La degeneración de la educación, a causa de las pedagogías progresistas, es una amenaza vital para la propia civilización occidental, según la autora
Avance
El abandono de la transmisión de saberes como eje esencial de la escuela está llevando a la desaparición de esta como institución fundamental de los países occidentales. Y esa desaparición, impulsada y dirigida por las fuerzas políticas que se llaman del socialismo del siglo XXI, va a llevar consigo la desaparición de la propia civilización occidental. Tal es la negra conclusión de este trabajo (El suicidio de Occidente. La renuncia a la transmisión del saber)
Antes de llegar a ella, explica que el modelo educativo que prima hoy en casi todo Occidente hunde sus raíces en las ideas pedagógicas de Rousseau, quien, a través de una educación sin autoridad ni disciplina, quería formar al hombre nuevo capaz de entregar su voluntad a la voluntad general, es decir, al Estado.
Esas ideas triunfaron en Estados Unidos con el Movimiento de la Educación Progresista de John Dewey y, sobre todo, en Europa tras Mayo del 68. En cuanto a España, la filosofía educativa de la Institución Libre de Enseñanza fue aceptada tanto por liberales como por socialistas. En la escuela actual ha calado esa tradición que destierra el uso de la memoria, la disciplina, los exámenes y los contenidos impuestos desde fuera, y según la cual el niño debe aprender por sí mismo solo aquello que vaya despertando su interés. A la autora, las teorías pedagógicas progresistas, que se han extendido por el mundo occidental, le parecen alejadas del sentido común.
::::
▸ Ejercicios por completar:
**A.** Indica si cada afirmación concuerda con el texto sobre la educación. Responde sí o no y cita textualmente las palabras que lo deciden. (i) Las ideas de Rousseau triunfaron en Estados Unidos con el movimiento de John Dewey. (ii) En España, los socialistas rechazaron la filosofía educativa de la Institución Libre de Enseñanza. (iii) Rousseau proponía una educación basada en la autoridad y la disciplina.
**B.** Prosigue el texto sobre la educación desde donde se detiene.
Las filas no intervienen en esto.
::::
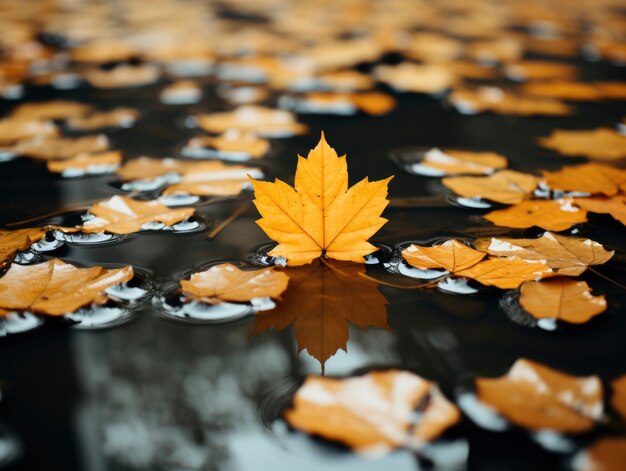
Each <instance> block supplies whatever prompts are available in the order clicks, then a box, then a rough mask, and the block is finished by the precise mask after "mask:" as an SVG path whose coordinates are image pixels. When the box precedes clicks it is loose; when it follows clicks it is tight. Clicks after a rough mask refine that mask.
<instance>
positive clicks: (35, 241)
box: [0, 227, 46, 268]
mask: <svg viewBox="0 0 626 471" xmlns="http://www.w3.org/2000/svg"><path fill="white" fill-rule="evenodd" d="M45 235H46V231H45V230H44V229H41V228H39V227H34V228H28V229H16V230H14V231H8V230H0V268H2V267H3V266H5V265H6V263H7V262H9V261H11V260H12V259H13V257H14V256H15V253H16V252H22V251H24V250H27V249H28V248H29V247H30V246H31V245H32V244H34V243H35V242H37V241H38V240H41V239H42V238H43V237H44V236H45Z"/></svg>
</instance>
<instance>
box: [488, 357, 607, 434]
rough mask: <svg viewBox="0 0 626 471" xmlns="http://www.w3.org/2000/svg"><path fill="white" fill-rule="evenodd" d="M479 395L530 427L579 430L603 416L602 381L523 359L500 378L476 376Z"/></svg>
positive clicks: (491, 405)
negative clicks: (560, 370)
mask: <svg viewBox="0 0 626 471" xmlns="http://www.w3.org/2000/svg"><path fill="white" fill-rule="evenodd" d="M476 389H477V393H478V397H479V399H480V400H481V401H483V402H484V403H485V404H487V405H489V406H490V407H492V408H494V409H495V410H496V411H498V412H499V413H500V414H502V415H503V416H504V417H506V418H507V419H508V420H510V421H511V422H513V423H515V424H517V425H520V426H522V427H525V428H528V429H532V430H542V429H551V430H556V431H557V432H563V433H581V432H586V431H587V430H589V429H591V428H593V426H594V425H595V423H596V422H597V421H598V420H599V419H600V417H601V415H602V408H603V404H602V394H603V393H602V383H601V382H600V380H599V379H598V377H597V376H588V377H576V376H570V375H567V374H565V373H561V372H559V371H556V370H553V369H551V368H548V367H546V366H543V365H541V364H539V363H535V362H533V361H530V360H526V359H524V358H522V359H519V360H517V361H516V362H515V364H514V365H513V366H512V367H511V369H510V370H509V372H508V373H507V374H506V375H505V376H502V377H500V378H494V379H492V378H478V379H477V380H476Z"/></svg>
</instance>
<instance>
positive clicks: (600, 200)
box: [574, 195, 626, 226]
mask: <svg viewBox="0 0 626 471" xmlns="http://www.w3.org/2000/svg"><path fill="white" fill-rule="evenodd" d="M574 201H575V203H576V205H577V206H580V207H581V208H583V210H586V211H589V212H590V213H600V214H610V215H611V216H613V218H614V219H615V220H617V221H619V222H621V223H622V224H623V225H625V226H626V195H615V196H613V197H611V198H600V197H596V198H576V199H575V200H574Z"/></svg>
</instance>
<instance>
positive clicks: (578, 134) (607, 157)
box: [539, 128, 626, 160]
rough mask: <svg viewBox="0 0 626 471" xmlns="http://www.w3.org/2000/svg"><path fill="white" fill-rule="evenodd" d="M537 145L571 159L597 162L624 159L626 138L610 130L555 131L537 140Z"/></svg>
mask: <svg viewBox="0 0 626 471" xmlns="http://www.w3.org/2000/svg"><path fill="white" fill-rule="evenodd" d="M539 145H541V146H543V147H546V148H548V149H552V150H554V151H556V152H558V153H559V154H563V155H568V156H573V157H577V156H581V157H589V158H590V159H598V160H620V159H623V158H626V136H624V135H622V134H620V133H619V132H617V131H616V130H614V129H610V128H596V129H591V130H585V129H583V130H564V129H556V130H554V131H552V134H550V136H548V137H543V138H541V139H539Z"/></svg>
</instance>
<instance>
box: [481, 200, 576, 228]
mask: <svg viewBox="0 0 626 471" xmlns="http://www.w3.org/2000/svg"><path fill="white" fill-rule="evenodd" d="M572 202H573V200H572V199H571V198H563V199H560V200H531V201H522V202H521V203H519V204H516V205H514V206H510V207H508V208H504V209H498V210H496V211H492V212H490V213H488V214H486V215H485V216H484V218H485V219H487V220H488V221H491V222H493V223H494V224H496V225H498V226H504V227H516V228H520V229H525V228H527V227H533V226H537V227H541V228H543V229H547V230H549V231H564V230H566V229H569V228H570V227H572V226H573V225H574V224H579V223H581V222H586V221H587V211H585V210H584V209H579V208H576V207H575V206H572Z"/></svg>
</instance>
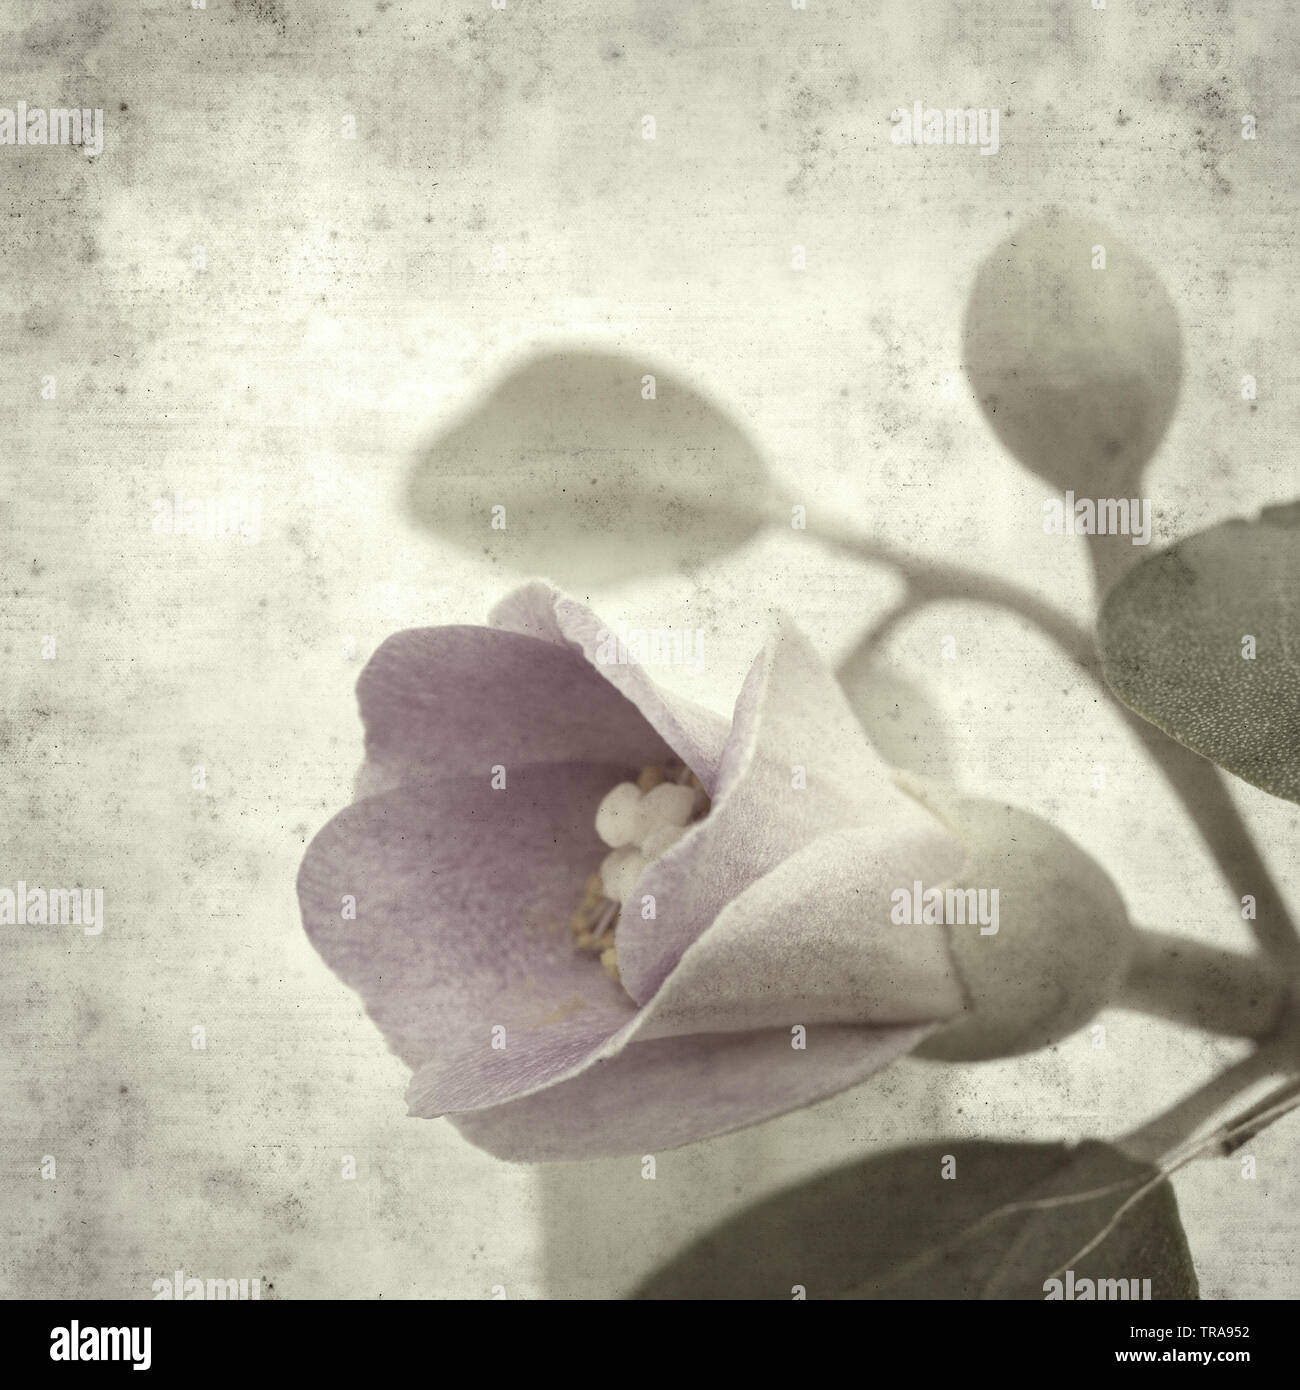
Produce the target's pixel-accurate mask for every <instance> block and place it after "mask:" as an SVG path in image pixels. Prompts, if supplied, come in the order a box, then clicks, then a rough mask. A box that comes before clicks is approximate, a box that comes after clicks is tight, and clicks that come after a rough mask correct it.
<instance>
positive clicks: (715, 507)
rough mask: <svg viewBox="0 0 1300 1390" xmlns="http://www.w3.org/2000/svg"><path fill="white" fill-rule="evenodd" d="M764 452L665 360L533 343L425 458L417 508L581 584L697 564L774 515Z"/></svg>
mask: <svg viewBox="0 0 1300 1390" xmlns="http://www.w3.org/2000/svg"><path fill="white" fill-rule="evenodd" d="M767 489H769V478H767V473H766V468H765V467H763V463H762V460H761V459H759V455H758V452H756V450H755V449H754V446H752V445H751V443H749V441H748V439H747V438H745V435H744V434H742V431H741V430H740V427H738V425H737V424H734V423H733V421H731V420H730V418H729V417H727V416H726V414H724V413H723V410H722V409H720V407H719V406H716V404H713V403H712V402H710V400H708V399H705V398H704V396H702V395H701V393H699V392H697V391H695V389H692V388H691V386H688V385H687V384H685V382H684V381H681V379H680V377H677V375H676V374H674V373H670V371H666V370H665V368H663V367H662V366H658V364H655V363H647V361H642V360H634V359H630V357H621V356H616V354H612V353H603V352H584V350H564V352H548V353H542V354H538V356H534V357H531V359H530V360H527V361H526V363H523V364H521V366H520V367H517V368H516V370H513V371H512V373H509V374H507V375H506V377H505V378H503V379H502V381H501V382H498V385H496V386H495V388H494V389H491V391H489V392H488V393H487V396H484V398H482V399H481V400H480V402H478V403H477V404H476V406H474V407H471V409H470V411H469V413H467V414H464V416H463V417H462V418H460V420H459V421H455V423H453V424H452V425H450V427H449V428H446V430H445V431H444V432H442V434H441V435H439V436H438V438H437V439H435V441H434V442H432V445H431V446H430V448H428V450H427V452H425V453H424V455H423V456H421V457H420V459H419V460H417V463H416V467H414V470H413V473H412V475H410V480H409V488H407V499H409V505H410V510H412V513H413V514H414V517H416V520H417V521H420V523H421V524H423V525H425V527H428V528H430V530H431V531H434V532H437V534H438V535H441V537H445V538H448V539H450V541H453V542H456V543H457V545H460V546H463V548H464V549H467V550H471V552H474V553H477V555H481V556H484V557H487V559H491V560H495V562H499V563H502V564H505V566H509V567H510V569H513V570H516V571H519V573H523V574H531V575H538V577H545V578H551V580H555V581H556V582H558V584H560V585H563V587H566V588H573V589H576V591H578V592H584V591H585V588H587V585H591V584H603V582H612V581H617V580H621V578H628V577H633V575H642V574H656V573H666V571H673V570H691V569H695V567H699V566H702V564H705V563H708V562H710V560H713V559H716V557H717V556H719V555H723V553H726V552H727V550H729V549H733V548H736V546H738V545H741V543H742V542H745V541H747V539H748V538H749V537H751V535H752V534H754V532H755V531H756V530H758V528H759V527H761V525H763V524H765V521H766V518H767V516H769V506H770V502H769V491H767Z"/></svg>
::::
▸ Respuestas escritas:
**A.**
(i) Sí: «Esas ideas triunfaron en Estados Unidos con el Movimiento de la Educación Progresista de John Dewey».
(ii) No: «fue aceptada tanto por liberales como por socialistas».
(iii) No: «a través de una educación sin autoridad ni disciplina».

**B.**
«Hoy resulta casi imposible hablar de selección de los mejores, de exámenes, de esfuerzo o de afán de superación. Se sigue pensando que los alumnos que triunfan son los que provienen de una burguesía ilustrada y que los que fracasan siempre son de clases desfavorecidas. Lo cual convierte a los malos alumnos en víctimas de un sistema injusto de enseñanza», escribe la autora. Pero «no hay escuela si no hay unos conocimientos que se quieran transmitir, unos profesores cualificados para transmitirlos y una institución cuya función sea velar por que esa transmisión se realice». Los informes PISA son elocuentes a este respecto: el abandono de los métodos tradicionales de enseñanza ha sido un grave error. La autora aboga por recuperar la disciplina y la autoridad de los profesores, hacer hincapié en el esfuerzo individual y en la transmisión de conocimientos, y reconocer el valor de los exámenes, como método para controlar la adquisición de conocimientos y como estímulo para el estudio. Especialmente en España donde «el mundo de la educación está ideológicamente dominado por la izquierda desde hace más de cincuenta años» y asistimos a un «delirio igualitarista» y a «adoctrinamiento en el wokismo» por parte de una izquierda que quiere construir un modelo nuevo de sociedad.
Artículo
La tesis de este libro es tan clara y rotunda como su título. Veámoslo en palabras de la propia autora: «El socialismo del siglo XXI, para que triunfe su modelo de sociedad, necesita una sociedad inculta y fácil de manipular». «La pasión por la igualdad ha matado el deseo de superación, la valoración del esfuerzo y el reconocimiento del mérito. Vamos a una sociedad de mediocres en la que se procura que nadie sepa más que nadie». «Ese abandono de la transmisión de saberes como eje esencial de cualquier sistema escolar, está llevando a la desaparición de la escuela como institución fundamental de los países occidentales. Esa desaparición, impulsada y dirigida por las fuerzas políticas de los partidos que se llaman del socialismo del siglo XXI… va a llevar consigo la desaparición de la propia civilización occidental». Es decir, este alarmado y alarmante trabajo de Alicia Delibes apunta a la desaparición de la civilización occidental a través de un pormenorizado seguimiento de la deriva de la educación desde la Revolución francesa hasta hoy.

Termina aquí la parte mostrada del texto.